===== Data shown

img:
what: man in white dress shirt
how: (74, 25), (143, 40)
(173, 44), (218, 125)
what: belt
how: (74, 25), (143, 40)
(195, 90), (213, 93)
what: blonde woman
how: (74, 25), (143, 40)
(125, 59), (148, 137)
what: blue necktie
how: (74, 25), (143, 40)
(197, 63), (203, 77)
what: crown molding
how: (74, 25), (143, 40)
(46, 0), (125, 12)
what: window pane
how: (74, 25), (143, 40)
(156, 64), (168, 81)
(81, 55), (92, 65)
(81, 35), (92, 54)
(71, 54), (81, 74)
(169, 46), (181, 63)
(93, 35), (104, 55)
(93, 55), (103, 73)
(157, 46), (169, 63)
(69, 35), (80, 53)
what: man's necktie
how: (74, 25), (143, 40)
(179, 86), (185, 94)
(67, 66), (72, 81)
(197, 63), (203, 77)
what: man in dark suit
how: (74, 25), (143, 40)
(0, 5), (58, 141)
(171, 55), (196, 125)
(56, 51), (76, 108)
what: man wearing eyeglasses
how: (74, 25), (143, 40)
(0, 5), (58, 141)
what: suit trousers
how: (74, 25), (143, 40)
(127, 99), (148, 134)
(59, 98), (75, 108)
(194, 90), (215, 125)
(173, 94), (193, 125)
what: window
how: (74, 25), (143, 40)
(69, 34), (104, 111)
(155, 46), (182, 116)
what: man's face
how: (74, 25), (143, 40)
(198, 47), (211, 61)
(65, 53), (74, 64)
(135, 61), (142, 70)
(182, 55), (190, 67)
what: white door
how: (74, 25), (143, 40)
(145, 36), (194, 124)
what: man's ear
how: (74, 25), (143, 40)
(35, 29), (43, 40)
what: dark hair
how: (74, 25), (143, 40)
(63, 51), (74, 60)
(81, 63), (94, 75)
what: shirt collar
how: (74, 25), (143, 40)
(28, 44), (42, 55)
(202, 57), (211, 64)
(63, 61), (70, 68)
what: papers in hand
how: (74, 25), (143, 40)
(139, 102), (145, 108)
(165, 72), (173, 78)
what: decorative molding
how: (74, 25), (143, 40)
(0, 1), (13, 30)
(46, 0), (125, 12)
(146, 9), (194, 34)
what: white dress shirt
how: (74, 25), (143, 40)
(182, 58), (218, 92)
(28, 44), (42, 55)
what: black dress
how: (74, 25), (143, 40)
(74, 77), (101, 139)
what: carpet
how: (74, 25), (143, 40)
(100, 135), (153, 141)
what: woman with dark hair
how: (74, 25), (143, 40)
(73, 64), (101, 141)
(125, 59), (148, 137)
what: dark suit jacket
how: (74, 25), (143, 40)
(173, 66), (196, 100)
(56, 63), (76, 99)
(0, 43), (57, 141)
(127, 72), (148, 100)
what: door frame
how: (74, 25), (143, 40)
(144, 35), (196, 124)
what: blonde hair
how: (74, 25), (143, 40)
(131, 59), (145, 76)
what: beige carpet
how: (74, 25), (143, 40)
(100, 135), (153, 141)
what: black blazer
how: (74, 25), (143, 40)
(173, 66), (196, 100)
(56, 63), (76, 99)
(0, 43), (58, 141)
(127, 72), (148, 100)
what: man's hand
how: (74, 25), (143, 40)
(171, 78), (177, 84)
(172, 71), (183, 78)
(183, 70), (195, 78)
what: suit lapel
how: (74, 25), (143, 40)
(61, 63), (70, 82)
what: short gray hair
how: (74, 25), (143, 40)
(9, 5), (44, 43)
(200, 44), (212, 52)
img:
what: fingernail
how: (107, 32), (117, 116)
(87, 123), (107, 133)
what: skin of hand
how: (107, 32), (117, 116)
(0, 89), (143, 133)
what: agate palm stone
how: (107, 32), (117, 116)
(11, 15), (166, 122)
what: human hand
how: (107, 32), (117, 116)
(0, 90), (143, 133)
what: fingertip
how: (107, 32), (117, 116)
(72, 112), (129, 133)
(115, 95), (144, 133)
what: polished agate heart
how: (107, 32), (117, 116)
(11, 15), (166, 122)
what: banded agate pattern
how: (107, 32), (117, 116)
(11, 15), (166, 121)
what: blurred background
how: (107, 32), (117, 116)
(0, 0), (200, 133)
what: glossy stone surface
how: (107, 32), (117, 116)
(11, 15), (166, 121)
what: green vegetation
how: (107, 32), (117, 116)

==========

Task goal
State how many lines of the material above contain the string "hair". Reply with the number alone.

Solved exercise
4